Dataset entries
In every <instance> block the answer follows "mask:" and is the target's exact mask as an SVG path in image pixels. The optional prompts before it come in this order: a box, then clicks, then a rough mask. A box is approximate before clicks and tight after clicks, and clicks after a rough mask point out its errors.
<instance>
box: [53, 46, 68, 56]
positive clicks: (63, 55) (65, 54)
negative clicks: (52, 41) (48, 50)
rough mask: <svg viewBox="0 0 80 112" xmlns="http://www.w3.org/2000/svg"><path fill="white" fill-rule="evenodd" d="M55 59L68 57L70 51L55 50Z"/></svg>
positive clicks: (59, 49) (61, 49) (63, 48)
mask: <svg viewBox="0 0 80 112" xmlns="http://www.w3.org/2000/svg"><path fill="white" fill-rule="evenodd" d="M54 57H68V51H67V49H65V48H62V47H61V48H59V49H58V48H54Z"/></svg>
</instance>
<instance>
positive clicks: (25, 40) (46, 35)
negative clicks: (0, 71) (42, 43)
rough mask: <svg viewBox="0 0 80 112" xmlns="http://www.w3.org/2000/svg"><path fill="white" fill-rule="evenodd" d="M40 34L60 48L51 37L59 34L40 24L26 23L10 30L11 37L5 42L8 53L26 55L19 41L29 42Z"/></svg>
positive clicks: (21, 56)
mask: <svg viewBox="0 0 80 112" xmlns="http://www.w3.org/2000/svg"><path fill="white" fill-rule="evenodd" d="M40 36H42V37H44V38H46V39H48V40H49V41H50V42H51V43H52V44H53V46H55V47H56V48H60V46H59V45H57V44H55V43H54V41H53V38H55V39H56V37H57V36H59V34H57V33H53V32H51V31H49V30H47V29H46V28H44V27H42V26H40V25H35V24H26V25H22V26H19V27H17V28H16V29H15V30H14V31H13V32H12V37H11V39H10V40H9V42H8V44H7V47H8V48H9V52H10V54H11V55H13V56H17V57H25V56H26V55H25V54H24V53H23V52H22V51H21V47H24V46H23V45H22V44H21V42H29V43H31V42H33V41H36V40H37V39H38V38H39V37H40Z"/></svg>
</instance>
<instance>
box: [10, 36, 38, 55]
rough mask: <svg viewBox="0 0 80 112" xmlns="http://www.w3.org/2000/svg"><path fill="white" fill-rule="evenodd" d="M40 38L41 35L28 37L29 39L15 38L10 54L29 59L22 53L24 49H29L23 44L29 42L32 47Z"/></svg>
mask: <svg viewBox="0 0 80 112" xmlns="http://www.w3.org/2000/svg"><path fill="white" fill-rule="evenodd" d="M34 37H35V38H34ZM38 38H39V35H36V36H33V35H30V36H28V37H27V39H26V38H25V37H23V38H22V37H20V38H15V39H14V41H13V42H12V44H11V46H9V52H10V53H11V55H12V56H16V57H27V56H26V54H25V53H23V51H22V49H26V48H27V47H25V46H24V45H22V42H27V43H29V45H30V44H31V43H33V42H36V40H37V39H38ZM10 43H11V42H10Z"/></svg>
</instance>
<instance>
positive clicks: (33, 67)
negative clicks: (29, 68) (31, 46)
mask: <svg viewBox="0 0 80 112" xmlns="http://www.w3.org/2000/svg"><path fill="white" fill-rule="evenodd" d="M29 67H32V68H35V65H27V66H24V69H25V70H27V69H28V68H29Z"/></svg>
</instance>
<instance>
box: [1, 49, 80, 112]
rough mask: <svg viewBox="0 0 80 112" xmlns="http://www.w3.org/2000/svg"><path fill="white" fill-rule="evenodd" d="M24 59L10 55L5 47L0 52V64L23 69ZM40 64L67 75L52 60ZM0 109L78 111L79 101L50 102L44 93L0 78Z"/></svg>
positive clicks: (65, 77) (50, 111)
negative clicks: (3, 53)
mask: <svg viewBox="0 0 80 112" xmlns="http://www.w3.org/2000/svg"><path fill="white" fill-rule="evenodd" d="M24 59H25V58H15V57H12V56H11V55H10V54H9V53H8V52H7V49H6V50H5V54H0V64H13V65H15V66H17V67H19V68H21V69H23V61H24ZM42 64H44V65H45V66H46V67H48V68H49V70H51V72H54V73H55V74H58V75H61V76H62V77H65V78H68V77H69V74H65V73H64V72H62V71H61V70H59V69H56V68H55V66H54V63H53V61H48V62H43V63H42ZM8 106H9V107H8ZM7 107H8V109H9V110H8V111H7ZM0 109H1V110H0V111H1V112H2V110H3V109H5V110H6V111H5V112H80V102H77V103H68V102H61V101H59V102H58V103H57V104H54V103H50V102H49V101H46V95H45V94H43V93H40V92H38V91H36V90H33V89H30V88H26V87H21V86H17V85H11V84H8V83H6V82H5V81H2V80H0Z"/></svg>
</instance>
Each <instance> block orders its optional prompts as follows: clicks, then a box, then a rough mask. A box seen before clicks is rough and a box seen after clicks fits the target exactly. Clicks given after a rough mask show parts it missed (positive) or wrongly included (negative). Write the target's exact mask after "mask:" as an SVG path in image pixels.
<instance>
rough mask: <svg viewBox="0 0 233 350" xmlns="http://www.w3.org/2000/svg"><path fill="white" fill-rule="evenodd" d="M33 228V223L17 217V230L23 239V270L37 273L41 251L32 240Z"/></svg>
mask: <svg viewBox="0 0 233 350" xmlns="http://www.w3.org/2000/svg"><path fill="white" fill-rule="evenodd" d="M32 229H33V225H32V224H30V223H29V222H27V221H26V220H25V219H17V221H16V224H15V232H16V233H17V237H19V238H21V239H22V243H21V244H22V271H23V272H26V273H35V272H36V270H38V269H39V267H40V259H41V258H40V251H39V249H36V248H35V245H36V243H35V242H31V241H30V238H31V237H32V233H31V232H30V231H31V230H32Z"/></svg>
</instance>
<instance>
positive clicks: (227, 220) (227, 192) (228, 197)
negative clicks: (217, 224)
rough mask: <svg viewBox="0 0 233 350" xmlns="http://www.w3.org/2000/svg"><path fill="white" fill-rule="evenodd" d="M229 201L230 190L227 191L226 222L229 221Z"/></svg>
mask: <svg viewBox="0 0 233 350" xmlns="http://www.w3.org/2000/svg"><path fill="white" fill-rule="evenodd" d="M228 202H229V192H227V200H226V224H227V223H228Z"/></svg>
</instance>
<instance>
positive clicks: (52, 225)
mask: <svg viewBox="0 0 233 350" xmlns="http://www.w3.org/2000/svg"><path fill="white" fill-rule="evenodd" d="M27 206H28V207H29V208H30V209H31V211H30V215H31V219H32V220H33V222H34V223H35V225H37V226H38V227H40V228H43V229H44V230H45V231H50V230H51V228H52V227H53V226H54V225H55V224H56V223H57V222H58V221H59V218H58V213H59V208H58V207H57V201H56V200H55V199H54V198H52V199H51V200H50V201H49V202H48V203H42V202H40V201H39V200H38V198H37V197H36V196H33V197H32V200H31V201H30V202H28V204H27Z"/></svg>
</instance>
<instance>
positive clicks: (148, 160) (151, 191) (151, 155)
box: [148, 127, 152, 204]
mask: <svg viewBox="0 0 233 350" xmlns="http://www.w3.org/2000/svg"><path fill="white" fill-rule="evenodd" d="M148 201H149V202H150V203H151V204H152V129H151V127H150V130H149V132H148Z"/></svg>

** INSTRUCTIONS FOR THE TASK **
Reproduce each record exactly as it appears.

** EXERCISE SOLUTION **
In every <instance> block the answer follows "mask:" and is the target's exact mask as an SVG path in image pixels. The optional prompts before it come in this order: a box, then clicks, then a rough mask. A box is approximate before clicks and tight after clicks, and clicks after a rough mask point out its errors.
<instance>
box: [53, 46, 68, 56]
positive clicks: (63, 55) (65, 54)
negative clicks: (52, 41) (48, 50)
rough mask: <svg viewBox="0 0 80 112" xmlns="http://www.w3.org/2000/svg"><path fill="white" fill-rule="evenodd" d="M55 59L68 57L70 51L55 50Z"/></svg>
positive clicks: (59, 49) (61, 49) (63, 48)
mask: <svg viewBox="0 0 80 112" xmlns="http://www.w3.org/2000/svg"><path fill="white" fill-rule="evenodd" d="M54 57H68V51H67V49H65V48H62V47H61V48H59V49H58V48H54Z"/></svg>
</instance>
<instance>
positive clicks: (25, 40) (46, 35)
negative clicks: (0, 71) (42, 43)
rough mask: <svg viewBox="0 0 80 112" xmlns="http://www.w3.org/2000/svg"><path fill="white" fill-rule="evenodd" d="M40 34L60 48L51 37L59 34L40 24L26 23L10 30L11 37L5 42L8 53L26 55L19 41L29 42Z"/></svg>
positive clicks: (21, 56)
mask: <svg viewBox="0 0 80 112" xmlns="http://www.w3.org/2000/svg"><path fill="white" fill-rule="evenodd" d="M40 36H42V37H44V38H46V39H48V40H49V41H50V42H51V43H52V44H53V46H55V47H56V48H60V46H59V45H57V44H55V43H54V41H53V38H55V39H56V37H57V36H59V34H57V33H53V32H51V31H49V30H47V29H46V28H44V27H42V26H40V25H35V24H26V25H22V26H19V27H17V28H16V29H15V30H14V31H13V32H12V37H11V39H10V40H9V42H8V44H7V47H8V48H9V52H10V54H11V55H13V56H17V57H25V56H26V55H25V54H24V53H23V52H22V51H21V47H24V46H23V45H22V44H21V42H29V43H31V42H33V41H36V40H37V39H38V38H39V37H40Z"/></svg>
</instance>
<instance>
box: [10, 36, 38, 55]
rough mask: <svg viewBox="0 0 80 112" xmlns="http://www.w3.org/2000/svg"><path fill="white" fill-rule="evenodd" d="M40 38L41 35L28 37L29 39L15 38L10 54L29 59L22 53L24 49H29L23 44L29 42L32 47Z"/></svg>
mask: <svg viewBox="0 0 80 112" xmlns="http://www.w3.org/2000/svg"><path fill="white" fill-rule="evenodd" d="M34 37H35V38H34ZM38 38H39V35H36V36H33V35H30V36H28V37H27V39H26V38H25V37H23V38H22V37H20V38H15V39H14V41H13V42H12V44H11V46H9V52H10V53H11V55H12V56H16V57H27V56H26V54H25V53H23V51H22V49H26V48H27V47H25V46H24V45H22V42H27V43H29V45H30V44H31V43H33V42H36V40H37V39H38ZM10 43H11V42H10Z"/></svg>
</instance>
<instance>
positive clicks: (33, 67)
negative clicks: (29, 68) (31, 46)
mask: <svg viewBox="0 0 80 112" xmlns="http://www.w3.org/2000/svg"><path fill="white" fill-rule="evenodd" d="M29 67H32V68H35V65H27V66H24V69H25V70H27V69H28V68H29Z"/></svg>
</instance>
<instance>
box: [1, 49, 80, 112]
rough mask: <svg viewBox="0 0 80 112" xmlns="http://www.w3.org/2000/svg"><path fill="white" fill-rule="evenodd" d="M24 59L10 55L5 47L0 52V64L23 69ZM40 64L67 75L52 60ZM0 109L78 111L79 101L50 102L44 93L0 78Z"/></svg>
positive clicks: (65, 77) (50, 111)
negative clicks: (3, 53)
mask: <svg viewBox="0 0 80 112" xmlns="http://www.w3.org/2000/svg"><path fill="white" fill-rule="evenodd" d="M24 59H25V58H15V57H12V56H11V55H10V54H9V53H8V52H7V49H6V50H5V54H0V64H13V65H15V66H17V67H19V68H21V69H23V61H24ZM42 64H44V65H45V66H46V67H48V68H49V70H51V72H54V73H55V74H58V75H61V76H62V77H65V78H68V77H69V74H65V73H64V72H62V71H61V70H59V69H56V68H55V66H54V63H53V61H48V62H43V63H42ZM8 106H9V107H8ZM7 107H8V109H9V110H8V111H7ZM0 109H1V110H0V111H1V112H2V110H3V109H5V110H6V111H5V112H80V102H77V103H68V102H61V101H59V102H58V103H57V104H54V103H50V102H49V101H46V95H45V94H43V93H40V92H38V91H36V90H33V89H30V88H26V87H21V86H17V85H11V84H8V83H6V82H5V81H2V80H0Z"/></svg>
</instance>
Each <instance> block orders its optional prompts as follows: clicks, then a box, then a rough mask. A box seen before clicks is rough and a box seen after clicks fits the target exactly. Clicks given after a rough mask show parts it missed (positive) or wrongly included (negative). Write the target's exact mask after "mask:" as an SVG path in image pixels.
<instance>
rough mask: <svg viewBox="0 0 233 350" xmlns="http://www.w3.org/2000/svg"><path fill="white" fill-rule="evenodd" d="M33 228V223L17 217V230L23 239V270L37 273L41 251L32 240Z"/></svg>
mask: <svg viewBox="0 0 233 350" xmlns="http://www.w3.org/2000/svg"><path fill="white" fill-rule="evenodd" d="M32 229H33V225H32V224H30V223H29V222H27V221H26V220H25V219H17V221H16V224H15V232H16V233H17V237H19V238H21V239H22V243H21V244H22V271H23V272H26V273H35V272H36V270H38V269H39V267H40V259H41V258H40V251H39V249H36V248H35V245H36V243H35V242H31V241H30V238H31V237H32V233H31V232H30V231H31V230H32Z"/></svg>
</instance>
<instance>
positive clicks: (227, 220) (227, 192) (228, 197)
negative clicks: (217, 224)
rough mask: <svg viewBox="0 0 233 350" xmlns="http://www.w3.org/2000/svg"><path fill="white" fill-rule="evenodd" d="M229 201L230 190L227 191L226 222L229 221Z"/></svg>
mask: <svg viewBox="0 0 233 350" xmlns="http://www.w3.org/2000/svg"><path fill="white" fill-rule="evenodd" d="M228 202H229V192H227V200H226V224H227V223H228Z"/></svg>
</instance>
<instance>
positive clicks: (52, 225)
mask: <svg viewBox="0 0 233 350" xmlns="http://www.w3.org/2000/svg"><path fill="white" fill-rule="evenodd" d="M27 206H28V207H29V208H30V209H31V211H30V215H31V219H32V220H33V222H34V223H35V225H37V226H38V227H40V228H43V229H44V230H45V231H50V230H51V228H52V227H53V226H54V225H55V224H56V223H57V222H58V221H59V218H58V213H59V208H58V207H57V201H56V200H55V199H54V198H52V199H51V200H50V201H49V202H48V203H42V202H40V201H39V200H38V198H37V197H36V196H33V197H32V200H31V201H30V202H28V204H27Z"/></svg>
</instance>
<instance>
positive clicks: (148, 160) (151, 191) (151, 155)
box: [148, 127, 152, 204]
mask: <svg viewBox="0 0 233 350" xmlns="http://www.w3.org/2000/svg"><path fill="white" fill-rule="evenodd" d="M148 201H149V202H150V203H151V204H152V129H151V127H150V130H149V132H148Z"/></svg>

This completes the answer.